> **TEXTE DU DOCUMENT**

--

« Le 17 novembre 1989, le début d’une semaine de beauté et de grâce »

Novembre 1989, photo: ŠJů, CC BY-SA 3.0 Unported

Les Tchèques s’apprêtent à célébrer, ce lundi 17 novembre, le 25e anniversaire de la première des manifestations marquant le début de la révolution de velours et la fin du régime communiste en 1989. En attendant l’émission spéciale que vous proposera Radio Prague à cette occasion, Alena Gebertová, journaliste tchèque ancienne responsable de la rédaction française de Radio Prague, a évoqué ses souvenirs de l’ambiance qui régnait alors à Prague. Un témoignage riche en émotions…

Alena Gebertová,  photo: Štěpánka Budková
« Le soir du 17 novembre, j’étais dans un théâtre avec ma mère, et là-bas j’ai vécu le début de ce que l’on appelle la révolution de velours. Au début, on a interrompu le spectacle pour nous dire qu’il se passait quelque chose dans le centre-ville. Et puis un débat s’est ouvert sur la scène : les comédiens ont commencé à discuter avec les spectateurs. Comme on le sait, ce sont les acteurs et les comédiens, ainsi que les étudiants, qui ont donné le coup d’envoi de cette révolution. »

--

> **DONNÉES FOURNIES**
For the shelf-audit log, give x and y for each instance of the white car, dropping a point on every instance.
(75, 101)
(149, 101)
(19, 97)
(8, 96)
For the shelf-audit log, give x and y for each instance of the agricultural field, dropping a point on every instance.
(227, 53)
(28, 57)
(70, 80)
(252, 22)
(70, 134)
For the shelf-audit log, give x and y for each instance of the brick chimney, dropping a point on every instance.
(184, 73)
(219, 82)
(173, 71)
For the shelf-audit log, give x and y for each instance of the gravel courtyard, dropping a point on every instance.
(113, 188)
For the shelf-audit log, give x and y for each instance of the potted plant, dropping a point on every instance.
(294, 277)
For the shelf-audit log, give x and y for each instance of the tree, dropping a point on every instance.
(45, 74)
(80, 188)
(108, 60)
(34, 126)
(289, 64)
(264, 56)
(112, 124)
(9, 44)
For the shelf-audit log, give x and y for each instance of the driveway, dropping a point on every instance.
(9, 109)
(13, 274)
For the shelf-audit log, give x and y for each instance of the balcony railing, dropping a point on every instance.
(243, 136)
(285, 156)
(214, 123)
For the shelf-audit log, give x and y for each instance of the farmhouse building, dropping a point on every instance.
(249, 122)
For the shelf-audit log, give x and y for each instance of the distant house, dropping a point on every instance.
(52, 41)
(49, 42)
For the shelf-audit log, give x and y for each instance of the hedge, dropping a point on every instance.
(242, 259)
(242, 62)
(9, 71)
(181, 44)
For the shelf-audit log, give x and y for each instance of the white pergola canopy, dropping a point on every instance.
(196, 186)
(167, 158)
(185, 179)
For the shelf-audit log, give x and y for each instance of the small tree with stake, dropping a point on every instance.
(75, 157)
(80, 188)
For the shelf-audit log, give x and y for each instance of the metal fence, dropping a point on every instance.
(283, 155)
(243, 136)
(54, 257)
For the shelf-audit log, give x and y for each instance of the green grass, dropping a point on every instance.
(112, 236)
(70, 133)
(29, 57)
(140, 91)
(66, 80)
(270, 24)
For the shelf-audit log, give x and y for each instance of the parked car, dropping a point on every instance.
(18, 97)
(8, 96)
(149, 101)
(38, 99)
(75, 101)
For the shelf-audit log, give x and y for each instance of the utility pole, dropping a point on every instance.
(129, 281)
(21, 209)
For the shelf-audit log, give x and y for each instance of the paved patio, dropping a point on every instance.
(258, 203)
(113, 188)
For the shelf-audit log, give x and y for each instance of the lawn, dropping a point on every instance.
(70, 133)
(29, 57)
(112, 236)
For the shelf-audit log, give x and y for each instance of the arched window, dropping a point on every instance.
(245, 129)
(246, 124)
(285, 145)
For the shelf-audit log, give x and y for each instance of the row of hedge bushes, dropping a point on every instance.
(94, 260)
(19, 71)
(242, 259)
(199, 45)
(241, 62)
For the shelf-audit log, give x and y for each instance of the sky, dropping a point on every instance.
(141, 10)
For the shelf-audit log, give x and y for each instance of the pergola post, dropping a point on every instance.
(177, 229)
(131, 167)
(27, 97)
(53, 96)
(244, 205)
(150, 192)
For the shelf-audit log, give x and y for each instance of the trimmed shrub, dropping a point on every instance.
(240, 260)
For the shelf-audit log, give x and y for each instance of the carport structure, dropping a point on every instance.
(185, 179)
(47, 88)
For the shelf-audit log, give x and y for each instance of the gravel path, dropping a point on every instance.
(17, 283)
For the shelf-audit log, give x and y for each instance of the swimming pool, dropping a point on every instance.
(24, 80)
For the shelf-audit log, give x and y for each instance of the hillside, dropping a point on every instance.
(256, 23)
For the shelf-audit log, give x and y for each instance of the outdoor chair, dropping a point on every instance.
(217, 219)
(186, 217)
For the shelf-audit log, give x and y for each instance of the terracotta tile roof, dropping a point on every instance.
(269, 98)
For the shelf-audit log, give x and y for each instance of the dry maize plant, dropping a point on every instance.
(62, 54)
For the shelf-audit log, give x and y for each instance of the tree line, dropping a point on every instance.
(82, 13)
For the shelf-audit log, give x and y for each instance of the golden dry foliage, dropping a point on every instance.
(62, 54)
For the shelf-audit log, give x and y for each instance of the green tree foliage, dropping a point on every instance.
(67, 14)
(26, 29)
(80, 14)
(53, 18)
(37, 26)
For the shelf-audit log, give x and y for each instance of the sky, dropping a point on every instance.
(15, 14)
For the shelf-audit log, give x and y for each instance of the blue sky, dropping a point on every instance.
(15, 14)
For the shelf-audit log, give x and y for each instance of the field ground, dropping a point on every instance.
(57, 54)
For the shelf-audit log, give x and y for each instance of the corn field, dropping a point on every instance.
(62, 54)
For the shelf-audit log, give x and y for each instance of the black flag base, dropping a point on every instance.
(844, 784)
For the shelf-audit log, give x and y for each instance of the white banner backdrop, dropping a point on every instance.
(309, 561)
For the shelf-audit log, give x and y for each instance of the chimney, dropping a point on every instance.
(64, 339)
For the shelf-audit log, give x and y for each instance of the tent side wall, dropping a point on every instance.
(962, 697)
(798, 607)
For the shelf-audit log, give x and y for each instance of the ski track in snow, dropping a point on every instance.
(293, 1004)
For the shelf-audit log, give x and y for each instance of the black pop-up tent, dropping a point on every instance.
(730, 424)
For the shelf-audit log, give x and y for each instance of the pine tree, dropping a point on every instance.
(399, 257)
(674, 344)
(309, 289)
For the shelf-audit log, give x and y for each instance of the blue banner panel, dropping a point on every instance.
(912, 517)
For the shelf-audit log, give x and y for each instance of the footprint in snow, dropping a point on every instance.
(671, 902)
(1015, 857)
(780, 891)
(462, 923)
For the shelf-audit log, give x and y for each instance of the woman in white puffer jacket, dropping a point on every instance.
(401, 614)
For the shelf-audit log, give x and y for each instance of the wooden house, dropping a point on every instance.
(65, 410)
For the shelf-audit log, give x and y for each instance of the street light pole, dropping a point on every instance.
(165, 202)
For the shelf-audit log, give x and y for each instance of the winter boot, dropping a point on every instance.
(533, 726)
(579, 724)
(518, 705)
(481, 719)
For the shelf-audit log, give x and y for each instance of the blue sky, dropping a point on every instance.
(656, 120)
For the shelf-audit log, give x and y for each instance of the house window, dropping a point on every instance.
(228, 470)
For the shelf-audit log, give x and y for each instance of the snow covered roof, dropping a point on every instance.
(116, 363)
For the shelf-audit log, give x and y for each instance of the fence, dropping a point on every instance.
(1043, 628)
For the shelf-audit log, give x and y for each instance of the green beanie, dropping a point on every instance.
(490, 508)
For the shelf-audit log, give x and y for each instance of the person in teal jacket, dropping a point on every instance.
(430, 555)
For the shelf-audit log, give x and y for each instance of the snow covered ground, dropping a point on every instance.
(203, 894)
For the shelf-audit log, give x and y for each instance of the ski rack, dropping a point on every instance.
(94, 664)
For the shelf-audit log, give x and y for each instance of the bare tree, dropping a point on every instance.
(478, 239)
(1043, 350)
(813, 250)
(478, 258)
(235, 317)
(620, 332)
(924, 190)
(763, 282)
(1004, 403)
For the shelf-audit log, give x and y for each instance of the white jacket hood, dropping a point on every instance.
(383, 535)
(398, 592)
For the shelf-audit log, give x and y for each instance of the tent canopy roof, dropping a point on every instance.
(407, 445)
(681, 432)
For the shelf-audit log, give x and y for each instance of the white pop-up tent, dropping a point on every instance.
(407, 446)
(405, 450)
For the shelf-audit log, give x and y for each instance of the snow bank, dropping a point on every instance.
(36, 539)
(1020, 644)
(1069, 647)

--

> **CONSIGNE**
D'après le texte sur la révolution de velours, où Alena Gebertová se trouvait-elle le soir du 17 novembre, et avec qui ?

> **RÉPONSE COMPLÈTE**
Elle se trouvait dans un théâtre avec sa mère.